**TASK BRIEF:** Whenever a line in the entries below contains the string "frame", copy that line.
*** Opening of DATA IN THIS EXERCISE ***
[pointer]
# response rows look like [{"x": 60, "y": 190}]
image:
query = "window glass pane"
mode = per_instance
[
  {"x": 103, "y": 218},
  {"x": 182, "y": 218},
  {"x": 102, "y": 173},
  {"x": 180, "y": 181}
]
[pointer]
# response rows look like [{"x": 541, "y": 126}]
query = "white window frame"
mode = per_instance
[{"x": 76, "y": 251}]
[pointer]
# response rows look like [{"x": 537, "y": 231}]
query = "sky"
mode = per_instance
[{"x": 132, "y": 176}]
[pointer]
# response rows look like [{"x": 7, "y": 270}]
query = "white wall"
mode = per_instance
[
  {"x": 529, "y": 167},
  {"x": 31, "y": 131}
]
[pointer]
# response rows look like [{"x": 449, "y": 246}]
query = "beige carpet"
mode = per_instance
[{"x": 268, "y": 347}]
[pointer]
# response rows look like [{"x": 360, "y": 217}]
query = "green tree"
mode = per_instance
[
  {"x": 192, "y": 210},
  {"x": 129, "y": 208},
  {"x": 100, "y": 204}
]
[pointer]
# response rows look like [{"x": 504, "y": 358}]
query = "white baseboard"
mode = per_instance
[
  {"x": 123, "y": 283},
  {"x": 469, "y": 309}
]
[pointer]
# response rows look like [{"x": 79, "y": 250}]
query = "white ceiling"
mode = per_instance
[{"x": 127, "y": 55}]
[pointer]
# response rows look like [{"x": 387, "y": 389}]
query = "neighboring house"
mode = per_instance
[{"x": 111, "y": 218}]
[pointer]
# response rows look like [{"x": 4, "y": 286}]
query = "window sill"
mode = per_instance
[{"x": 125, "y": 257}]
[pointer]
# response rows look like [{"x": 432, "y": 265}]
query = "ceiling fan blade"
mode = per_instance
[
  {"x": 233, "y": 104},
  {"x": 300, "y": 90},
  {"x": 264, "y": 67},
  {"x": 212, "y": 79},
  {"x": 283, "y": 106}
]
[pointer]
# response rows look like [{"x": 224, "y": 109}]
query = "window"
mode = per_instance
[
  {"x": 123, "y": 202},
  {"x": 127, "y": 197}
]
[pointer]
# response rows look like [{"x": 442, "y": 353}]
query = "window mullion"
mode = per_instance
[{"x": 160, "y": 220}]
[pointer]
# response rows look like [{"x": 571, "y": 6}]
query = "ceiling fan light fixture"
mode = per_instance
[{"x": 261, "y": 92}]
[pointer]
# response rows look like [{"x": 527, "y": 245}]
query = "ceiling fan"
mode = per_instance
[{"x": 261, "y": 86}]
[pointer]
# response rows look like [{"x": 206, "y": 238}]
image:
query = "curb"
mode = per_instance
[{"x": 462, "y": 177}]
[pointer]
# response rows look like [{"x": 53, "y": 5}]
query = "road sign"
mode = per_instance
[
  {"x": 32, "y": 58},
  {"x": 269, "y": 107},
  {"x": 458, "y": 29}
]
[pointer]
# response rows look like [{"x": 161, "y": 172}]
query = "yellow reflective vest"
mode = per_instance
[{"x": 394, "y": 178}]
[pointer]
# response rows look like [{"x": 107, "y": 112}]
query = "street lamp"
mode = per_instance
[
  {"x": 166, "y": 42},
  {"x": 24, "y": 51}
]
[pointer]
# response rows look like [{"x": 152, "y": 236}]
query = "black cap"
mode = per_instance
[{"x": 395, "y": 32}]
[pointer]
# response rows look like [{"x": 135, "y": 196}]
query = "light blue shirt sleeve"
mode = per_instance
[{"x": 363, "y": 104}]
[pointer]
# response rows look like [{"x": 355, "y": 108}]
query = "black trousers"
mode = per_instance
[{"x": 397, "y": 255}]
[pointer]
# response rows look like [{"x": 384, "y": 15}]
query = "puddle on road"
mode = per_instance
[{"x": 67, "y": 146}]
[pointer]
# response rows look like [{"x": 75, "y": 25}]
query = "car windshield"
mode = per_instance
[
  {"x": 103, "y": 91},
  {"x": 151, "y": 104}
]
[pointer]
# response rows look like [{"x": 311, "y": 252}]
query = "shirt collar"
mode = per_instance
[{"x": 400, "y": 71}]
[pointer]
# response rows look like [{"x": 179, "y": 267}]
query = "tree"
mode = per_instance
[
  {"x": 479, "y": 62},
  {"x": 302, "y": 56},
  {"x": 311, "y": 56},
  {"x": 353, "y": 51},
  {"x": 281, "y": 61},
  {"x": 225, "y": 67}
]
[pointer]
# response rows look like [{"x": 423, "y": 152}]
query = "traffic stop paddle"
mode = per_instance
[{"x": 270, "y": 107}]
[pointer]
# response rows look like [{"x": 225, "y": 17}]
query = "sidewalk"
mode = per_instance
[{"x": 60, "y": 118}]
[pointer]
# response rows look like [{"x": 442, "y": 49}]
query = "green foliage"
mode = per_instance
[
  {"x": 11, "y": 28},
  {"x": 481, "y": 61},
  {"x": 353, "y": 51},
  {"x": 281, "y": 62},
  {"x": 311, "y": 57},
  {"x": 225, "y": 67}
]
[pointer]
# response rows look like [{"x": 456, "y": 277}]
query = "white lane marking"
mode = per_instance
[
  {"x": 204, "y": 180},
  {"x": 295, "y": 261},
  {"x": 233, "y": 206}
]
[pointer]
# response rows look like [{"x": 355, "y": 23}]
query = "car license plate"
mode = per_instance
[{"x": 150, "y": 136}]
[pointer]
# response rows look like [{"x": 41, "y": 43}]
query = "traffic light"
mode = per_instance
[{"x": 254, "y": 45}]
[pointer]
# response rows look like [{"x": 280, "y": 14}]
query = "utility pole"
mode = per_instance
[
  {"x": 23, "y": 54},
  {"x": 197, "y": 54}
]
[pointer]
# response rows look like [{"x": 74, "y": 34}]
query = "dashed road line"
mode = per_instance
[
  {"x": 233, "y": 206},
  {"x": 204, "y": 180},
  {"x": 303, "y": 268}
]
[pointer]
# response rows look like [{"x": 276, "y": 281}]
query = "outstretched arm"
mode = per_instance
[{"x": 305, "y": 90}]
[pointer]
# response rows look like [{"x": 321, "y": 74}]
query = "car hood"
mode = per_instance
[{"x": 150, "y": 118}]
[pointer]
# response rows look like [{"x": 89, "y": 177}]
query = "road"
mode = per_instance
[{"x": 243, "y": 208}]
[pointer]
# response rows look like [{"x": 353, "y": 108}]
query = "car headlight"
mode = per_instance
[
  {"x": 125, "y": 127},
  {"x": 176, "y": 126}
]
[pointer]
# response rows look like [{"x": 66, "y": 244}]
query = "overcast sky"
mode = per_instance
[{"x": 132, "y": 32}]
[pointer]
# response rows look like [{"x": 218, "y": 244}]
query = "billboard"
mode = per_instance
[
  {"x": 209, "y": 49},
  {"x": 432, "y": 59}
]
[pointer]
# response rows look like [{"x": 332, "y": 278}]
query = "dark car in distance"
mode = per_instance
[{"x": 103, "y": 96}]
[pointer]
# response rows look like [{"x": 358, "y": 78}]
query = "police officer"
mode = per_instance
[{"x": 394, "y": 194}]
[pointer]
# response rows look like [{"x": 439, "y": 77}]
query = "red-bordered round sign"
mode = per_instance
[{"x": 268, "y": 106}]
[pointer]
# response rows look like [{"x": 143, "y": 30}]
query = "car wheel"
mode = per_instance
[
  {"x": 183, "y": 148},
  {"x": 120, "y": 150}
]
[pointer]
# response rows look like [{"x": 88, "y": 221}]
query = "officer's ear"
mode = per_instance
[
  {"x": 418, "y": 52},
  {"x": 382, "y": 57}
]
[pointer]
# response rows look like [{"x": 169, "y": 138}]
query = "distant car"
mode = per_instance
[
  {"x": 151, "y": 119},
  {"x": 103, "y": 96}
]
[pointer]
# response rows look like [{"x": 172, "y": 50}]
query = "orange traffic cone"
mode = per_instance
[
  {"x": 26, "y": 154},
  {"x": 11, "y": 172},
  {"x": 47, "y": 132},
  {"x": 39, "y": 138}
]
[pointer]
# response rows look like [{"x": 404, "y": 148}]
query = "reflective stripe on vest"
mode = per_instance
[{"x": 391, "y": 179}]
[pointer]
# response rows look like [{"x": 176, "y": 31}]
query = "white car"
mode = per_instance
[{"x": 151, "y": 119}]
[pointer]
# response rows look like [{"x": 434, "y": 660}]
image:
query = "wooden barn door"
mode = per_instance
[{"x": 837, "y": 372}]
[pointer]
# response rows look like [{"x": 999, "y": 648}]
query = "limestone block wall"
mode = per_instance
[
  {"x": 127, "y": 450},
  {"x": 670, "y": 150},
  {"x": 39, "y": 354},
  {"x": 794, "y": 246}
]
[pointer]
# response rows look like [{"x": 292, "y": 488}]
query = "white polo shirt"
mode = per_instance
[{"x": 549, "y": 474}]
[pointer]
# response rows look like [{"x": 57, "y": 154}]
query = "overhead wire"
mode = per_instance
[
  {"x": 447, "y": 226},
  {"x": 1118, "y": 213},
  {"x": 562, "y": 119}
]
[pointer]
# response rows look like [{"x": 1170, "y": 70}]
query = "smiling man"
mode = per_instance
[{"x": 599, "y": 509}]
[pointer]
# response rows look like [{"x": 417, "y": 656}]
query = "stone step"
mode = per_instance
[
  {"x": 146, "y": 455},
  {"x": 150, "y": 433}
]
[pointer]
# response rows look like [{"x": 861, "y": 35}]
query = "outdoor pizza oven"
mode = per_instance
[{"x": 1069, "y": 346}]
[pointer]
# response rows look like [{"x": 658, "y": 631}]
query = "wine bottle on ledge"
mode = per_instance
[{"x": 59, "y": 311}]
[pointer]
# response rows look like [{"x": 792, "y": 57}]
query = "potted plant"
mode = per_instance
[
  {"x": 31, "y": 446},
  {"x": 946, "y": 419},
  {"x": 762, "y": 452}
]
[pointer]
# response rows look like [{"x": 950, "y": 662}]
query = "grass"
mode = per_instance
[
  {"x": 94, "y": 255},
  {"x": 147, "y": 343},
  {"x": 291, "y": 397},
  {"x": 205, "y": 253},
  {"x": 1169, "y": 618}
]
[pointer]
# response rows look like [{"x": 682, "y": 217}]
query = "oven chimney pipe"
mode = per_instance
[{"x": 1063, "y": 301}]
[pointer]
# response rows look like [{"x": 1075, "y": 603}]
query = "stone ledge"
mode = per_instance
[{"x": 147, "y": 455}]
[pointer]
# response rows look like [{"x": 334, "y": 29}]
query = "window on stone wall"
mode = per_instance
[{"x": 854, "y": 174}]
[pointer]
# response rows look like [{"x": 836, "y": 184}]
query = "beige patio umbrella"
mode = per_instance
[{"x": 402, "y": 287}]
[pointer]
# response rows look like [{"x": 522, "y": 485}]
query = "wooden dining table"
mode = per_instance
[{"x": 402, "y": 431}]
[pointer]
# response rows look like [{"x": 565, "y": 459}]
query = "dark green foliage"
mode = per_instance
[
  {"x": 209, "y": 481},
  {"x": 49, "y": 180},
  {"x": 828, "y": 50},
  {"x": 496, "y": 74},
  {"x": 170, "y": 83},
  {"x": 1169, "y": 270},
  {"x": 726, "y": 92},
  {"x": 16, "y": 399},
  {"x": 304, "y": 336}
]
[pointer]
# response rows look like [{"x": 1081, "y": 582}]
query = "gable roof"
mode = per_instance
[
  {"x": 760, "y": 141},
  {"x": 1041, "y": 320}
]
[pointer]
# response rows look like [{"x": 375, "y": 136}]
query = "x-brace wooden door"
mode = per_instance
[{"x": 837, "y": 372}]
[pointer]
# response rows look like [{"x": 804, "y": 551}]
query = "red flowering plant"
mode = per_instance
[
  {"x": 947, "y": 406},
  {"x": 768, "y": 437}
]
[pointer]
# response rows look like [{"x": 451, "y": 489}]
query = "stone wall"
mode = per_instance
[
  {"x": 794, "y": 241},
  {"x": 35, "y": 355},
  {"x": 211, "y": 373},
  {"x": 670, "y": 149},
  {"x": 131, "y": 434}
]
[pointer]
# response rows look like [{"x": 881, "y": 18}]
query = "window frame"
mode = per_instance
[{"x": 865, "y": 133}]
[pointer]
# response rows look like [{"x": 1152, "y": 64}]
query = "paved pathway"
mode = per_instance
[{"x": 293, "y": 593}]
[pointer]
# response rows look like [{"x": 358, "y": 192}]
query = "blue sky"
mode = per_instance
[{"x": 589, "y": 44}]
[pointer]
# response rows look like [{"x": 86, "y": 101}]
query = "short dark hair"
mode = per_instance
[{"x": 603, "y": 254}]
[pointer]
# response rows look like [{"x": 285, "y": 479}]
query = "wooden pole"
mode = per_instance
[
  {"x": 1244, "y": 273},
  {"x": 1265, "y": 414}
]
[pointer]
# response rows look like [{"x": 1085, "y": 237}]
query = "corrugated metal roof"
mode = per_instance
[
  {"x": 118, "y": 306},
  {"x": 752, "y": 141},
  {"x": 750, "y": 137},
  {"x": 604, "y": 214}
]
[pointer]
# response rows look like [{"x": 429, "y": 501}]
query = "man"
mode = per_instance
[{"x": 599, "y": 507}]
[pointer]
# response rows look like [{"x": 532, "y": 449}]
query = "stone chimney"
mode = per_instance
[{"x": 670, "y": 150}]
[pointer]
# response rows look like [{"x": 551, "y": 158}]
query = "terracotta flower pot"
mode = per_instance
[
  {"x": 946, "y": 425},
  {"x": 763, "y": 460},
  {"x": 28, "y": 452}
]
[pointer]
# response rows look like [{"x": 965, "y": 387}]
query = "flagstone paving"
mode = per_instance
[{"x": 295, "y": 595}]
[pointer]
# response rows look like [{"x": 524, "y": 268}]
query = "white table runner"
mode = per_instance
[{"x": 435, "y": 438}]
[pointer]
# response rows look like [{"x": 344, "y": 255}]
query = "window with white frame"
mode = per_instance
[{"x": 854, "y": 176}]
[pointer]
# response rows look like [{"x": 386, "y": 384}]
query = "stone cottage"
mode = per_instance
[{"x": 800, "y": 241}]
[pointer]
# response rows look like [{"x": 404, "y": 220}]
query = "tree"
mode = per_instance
*** Close of DATA IN THIS EXERCISE ***
**RESULT OF THE TASK:**
query = "white window frame"
query = "window frame"
query = "window with white frame"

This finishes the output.